-- start of DATA ENTRIES --
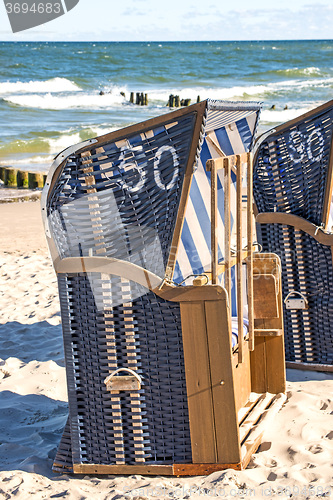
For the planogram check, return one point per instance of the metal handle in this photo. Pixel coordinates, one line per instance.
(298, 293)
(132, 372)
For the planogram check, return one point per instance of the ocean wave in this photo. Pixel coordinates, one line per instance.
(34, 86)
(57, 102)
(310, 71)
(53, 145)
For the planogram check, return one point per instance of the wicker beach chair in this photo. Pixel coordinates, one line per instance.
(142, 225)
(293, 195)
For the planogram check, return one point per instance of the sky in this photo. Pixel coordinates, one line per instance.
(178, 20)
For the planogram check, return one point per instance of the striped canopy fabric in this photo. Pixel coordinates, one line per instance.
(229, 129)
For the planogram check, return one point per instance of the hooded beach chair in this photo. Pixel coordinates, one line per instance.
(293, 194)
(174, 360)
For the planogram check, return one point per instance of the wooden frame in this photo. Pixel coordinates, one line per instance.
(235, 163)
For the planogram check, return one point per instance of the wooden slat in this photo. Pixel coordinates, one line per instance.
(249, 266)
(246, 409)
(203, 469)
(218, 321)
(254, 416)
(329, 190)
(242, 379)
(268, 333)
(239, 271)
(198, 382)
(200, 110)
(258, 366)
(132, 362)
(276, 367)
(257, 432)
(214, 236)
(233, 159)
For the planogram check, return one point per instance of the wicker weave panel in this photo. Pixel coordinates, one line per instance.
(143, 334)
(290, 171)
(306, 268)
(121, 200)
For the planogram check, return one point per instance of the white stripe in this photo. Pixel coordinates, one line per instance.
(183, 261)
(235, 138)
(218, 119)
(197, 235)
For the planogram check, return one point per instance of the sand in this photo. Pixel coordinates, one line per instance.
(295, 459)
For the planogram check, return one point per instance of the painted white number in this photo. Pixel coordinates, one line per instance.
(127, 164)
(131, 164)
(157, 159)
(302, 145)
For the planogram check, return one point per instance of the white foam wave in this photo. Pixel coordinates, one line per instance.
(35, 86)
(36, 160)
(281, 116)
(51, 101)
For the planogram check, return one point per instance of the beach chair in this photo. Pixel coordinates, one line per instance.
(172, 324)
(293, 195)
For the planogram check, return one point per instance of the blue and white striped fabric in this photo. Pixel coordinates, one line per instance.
-- end of DATA ENTRIES --
## INSTRUCTIONS FOR THE TASK
Rewrite all of the entries above with "planogram check" replaced by "shelf audit" and everything else unchanged. Leave out the pictures.

## CORRECT ANSWER
For the shelf audit, return one point per instance of the metal handle in this photo. Pixel coordinates, one line per instance.
(298, 293)
(132, 372)
For the shelf audit, return one point per instance of the ocean wave in this photo. Pixel coordinates, one line per instance.
(34, 86)
(57, 102)
(310, 71)
(53, 145)
For the shelf audit, return one point per instance of the wicker beach chair in this photo. Pixel coordinates, one line per instance.
(142, 225)
(293, 195)
For the shelf audit, return one point per instance of the sky in this photo. Pixel coordinates, one line per instance.
(178, 20)
For the shelf audit, return one point per instance of the striped canopy fabric in this photo. Pixel coordinates, one line per instance.
(229, 129)
For the shelf audit, return one point per instance of the hooded beach chair in this photo. Pixel coordinates, one line per instance.
(293, 194)
(174, 360)
For the shelf audit, return one point per instance of the wooden frame in this photo. Pixel coordinates, one line per instance.
(235, 163)
For the shelf audit, return one point per instance of the wooden slat in this photo. Pixel coordinates, one line per instance.
(249, 266)
(246, 409)
(203, 469)
(218, 321)
(254, 416)
(329, 190)
(242, 379)
(268, 333)
(239, 271)
(198, 382)
(200, 110)
(258, 366)
(132, 362)
(276, 367)
(257, 432)
(214, 236)
(233, 159)
For the shelf audit, return one point per instance of the wicker weave panel in this photo. Pixel coordinates, one line per instance.
(143, 334)
(290, 171)
(306, 268)
(121, 200)
For the shelf audit, return one point per instance of the white stripe in this photo. Pixel coordinates, one line per instance.
(183, 261)
(235, 138)
(218, 119)
(197, 235)
For the shelf audit, return one point per instance of the sand in this photo. Pixel coordinates, one line per instance.
(295, 459)
For the shelf audit, return one point per instance of the painted white number in this photo. Pixel coordinates, one line per instance.
(127, 164)
(131, 164)
(157, 159)
(302, 145)
For the shelf audit, return one point per instance of the white foam wave in this photo. Pixel coordinates, one line per instance.
(35, 86)
(36, 160)
(281, 116)
(51, 101)
For the shelf audit, return one point per instance of the beach chair in this photo. Pixel coordinates, one line per instance.
(172, 324)
(293, 195)
For the shelf audit, return one point per instance of the blue and white striped fabric in this photo. Pixel coordinates, one line per instance.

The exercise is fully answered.